Stored entries

|---|

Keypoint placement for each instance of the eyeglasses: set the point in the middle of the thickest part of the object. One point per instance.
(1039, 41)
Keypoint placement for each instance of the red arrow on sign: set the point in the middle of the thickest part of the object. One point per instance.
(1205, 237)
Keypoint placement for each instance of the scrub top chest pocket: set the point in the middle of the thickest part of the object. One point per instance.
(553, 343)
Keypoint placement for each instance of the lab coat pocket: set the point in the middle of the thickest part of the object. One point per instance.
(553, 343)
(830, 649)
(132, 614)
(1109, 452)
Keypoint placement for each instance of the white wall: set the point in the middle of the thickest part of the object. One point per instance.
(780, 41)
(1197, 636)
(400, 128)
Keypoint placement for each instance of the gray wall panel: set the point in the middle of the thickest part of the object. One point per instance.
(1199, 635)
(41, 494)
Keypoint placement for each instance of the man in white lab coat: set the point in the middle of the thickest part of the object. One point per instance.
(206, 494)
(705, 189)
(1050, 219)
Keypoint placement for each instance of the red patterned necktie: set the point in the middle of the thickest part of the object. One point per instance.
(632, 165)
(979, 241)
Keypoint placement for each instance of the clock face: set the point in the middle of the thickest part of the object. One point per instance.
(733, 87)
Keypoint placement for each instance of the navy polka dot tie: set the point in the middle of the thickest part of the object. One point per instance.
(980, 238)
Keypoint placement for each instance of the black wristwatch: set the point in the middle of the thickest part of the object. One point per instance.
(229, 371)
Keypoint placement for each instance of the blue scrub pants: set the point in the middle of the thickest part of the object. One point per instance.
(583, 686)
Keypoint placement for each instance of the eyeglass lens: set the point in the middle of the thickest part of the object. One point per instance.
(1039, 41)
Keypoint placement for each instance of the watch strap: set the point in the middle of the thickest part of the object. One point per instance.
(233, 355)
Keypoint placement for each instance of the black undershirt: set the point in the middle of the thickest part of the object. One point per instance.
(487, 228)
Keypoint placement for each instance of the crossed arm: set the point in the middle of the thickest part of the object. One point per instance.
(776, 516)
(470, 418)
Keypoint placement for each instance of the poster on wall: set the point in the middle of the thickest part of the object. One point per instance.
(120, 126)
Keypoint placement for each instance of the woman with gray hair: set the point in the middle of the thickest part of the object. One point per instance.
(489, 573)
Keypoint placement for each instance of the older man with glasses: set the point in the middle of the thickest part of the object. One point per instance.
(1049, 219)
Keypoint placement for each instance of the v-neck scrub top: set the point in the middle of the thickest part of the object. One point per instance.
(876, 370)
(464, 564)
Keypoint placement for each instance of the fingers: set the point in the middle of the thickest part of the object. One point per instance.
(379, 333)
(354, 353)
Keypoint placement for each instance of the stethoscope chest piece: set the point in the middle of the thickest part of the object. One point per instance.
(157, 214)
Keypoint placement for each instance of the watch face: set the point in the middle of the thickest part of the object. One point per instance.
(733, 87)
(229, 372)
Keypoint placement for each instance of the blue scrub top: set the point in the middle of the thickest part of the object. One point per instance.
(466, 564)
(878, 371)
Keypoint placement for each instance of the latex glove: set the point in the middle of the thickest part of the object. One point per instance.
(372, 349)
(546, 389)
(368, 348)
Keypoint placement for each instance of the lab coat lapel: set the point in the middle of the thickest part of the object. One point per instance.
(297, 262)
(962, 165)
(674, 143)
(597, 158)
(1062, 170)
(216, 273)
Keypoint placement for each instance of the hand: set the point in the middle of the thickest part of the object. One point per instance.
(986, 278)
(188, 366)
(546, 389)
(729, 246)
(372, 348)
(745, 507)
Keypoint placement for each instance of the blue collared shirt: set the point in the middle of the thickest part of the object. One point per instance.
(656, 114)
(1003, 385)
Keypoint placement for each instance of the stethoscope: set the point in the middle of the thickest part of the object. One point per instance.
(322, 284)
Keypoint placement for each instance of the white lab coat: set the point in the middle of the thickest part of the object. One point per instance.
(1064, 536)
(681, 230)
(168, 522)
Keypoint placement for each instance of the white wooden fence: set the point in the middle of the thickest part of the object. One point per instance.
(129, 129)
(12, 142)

|---|

#### [YOUR OBJECTIVE]
Can you quote every line of the records above, word for word?

#### [WRITTEN RESPONSE]
Keypoint placement for each instance of the eyeglasses: set the point in the middle of the thickest part of the object. One point per instance.
(1039, 41)
Keypoint placement for each instance of the red arrow on sign: set the point in the middle of the thickest part of the object. One point per instance.
(1205, 237)
Keypoint placement for each instance of the scrub top chest pocket: set the point in the middle of the thickest part of the object. One point per instance.
(553, 343)
Keypoint placement for each instance of the lab coat pocket: set the point in the middle of the thickest part of the object. One point per instance.
(553, 343)
(830, 649)
(132, 614)
(1109, 452)
Keypoint placement for each instance of the white wall: set the point in the middle of the thickest part of the object. One point per instance.
(780, 41)
(1197, 636)
(400, 128)
Keypoint placement for each instance of the gray wall panel: set the point in the middle of the thickest part of the object. One point per instance.
(1199, 635)
(41, 494)
Keypoint placement for each instance of the man in white lab coat: set the point in the middle of the thickest part of the object. One point per instance.
(206, 494)
(705, 189)
(1050, 219)
Keypoint placement for each instance of the red patterned necktie: set the point in the middle of the thickest part of the object. One point per instance.
(632, 165)
(979, 241)
Keypoint placement for each instance of the clock face: set the point in the middle of the thickest part of the object. One point per instance.
(733, 87)
Keypoint placement for each instance of the navy polka dot tie: set the point in the middle of the thickest part of the object. One point per instance.
(980, 238)
Keypoint placement for each instance of the black wristwatch: set the point in the middle of the thickest part of the object. One point per instance.
(229, 371)
Keypoint placement for each instance of the blue scrub pants: set the point in the middle of the thickest part of the object. One point per instance.
(583, 686)
Keypoint placement for each instance of the eyeglass lens: set the point in the middle of the thickest part of the object. One point per instance.
(1039, 41)
Keypoint placement for each instance of the watch strap: set the point in the middle of the thickest part of the object. One point per instance.
(233, 355)
Keypoint placement for each instance of the black undershirt: set the point in the middle of the thickest part of the object. One point per instance.
(487, 228)
Keypoint placement for each instance of the crossed arm: set the point in the middle of the thickest part of the object. One point per instance.
(776, 516)
(470, 418)
Keypoint placement for each instance of the poster on wall: set the point in the middle of the thickest part of the object. One point per instance.
(120, 126)
Keypoint placement for each instance of the woman with gray hair: set the point in the middle of the thickest part of the object. One point per instance.
(489, 573)
Keypoint placement for each instance of the older man with glasses: set the point in the middle of the thickest part of the object. One point per instance.
(1049, 219)
Keypoint placement for each instance of the v-neck scrub top: set the point in the middle of the thickest part of the object. One point per instance.
(876, 370)
(464, 564)
Keypoint placement for each instance of the fingers: set the point in the middle of the thickest part of the object. One point per instance.
(379, 333)
(354, 353)
Keypoint placement for each instance of the stethoscope chest piece: set the point in the middle of the thickest part of the object. One point per instance.
(157, 214)
Keypoint placement for each instance of the watch face: set the point in the middle of the thickest part of the object. One point per instance.
(733, 87)
(229, 372)
Keypoint placement for each instance of the blue scrub top: set the point in the middle of the thickest part of the object. One point per instance.
(466, 564)
(878, 371)
Keypoint placement for each instance of the latex glove: set the point in the middle of the thickest part of the object. One point per instance.
(372, 349)
(546, 389)
(368, 348)
Keypoint placement for each instance of the lab coat lapel: set the point in the middle of the thickest part of the object. One point per instance.
(297, 262)
(962, 165)
(674, 143)
(597, 158)
(1062, 170)
(216, 273)
Keypoint placement for each instance of the hand: set the point in the middle of the thickest part of the object. One point per instance.
(986, 278)
(188, 366)
(546, 389)
(729, 246)
(372, 348)
(745, 507)
Keypoint placement for each instance of the blue collared shirt: set the point in the middle of the thickest part of the object. One point per instance.
(656, 114)
(1003, 385)
Keypoint placement for each instance of the stethoscope: set the point in the middle of the thickest part of the object. One point per instance.
(322, 284)
Keypoint placement for each instance of the white lab coat: set the point in the middle of the thickest part of the object. One point per instance.
(1064, 536)
(681, 230)
(168, 522)
Keypoint placement for each instance of the white wooden fence: set the point in the middle of the thickest part of the object. One point per instance.
(129, 129)
(12, 142)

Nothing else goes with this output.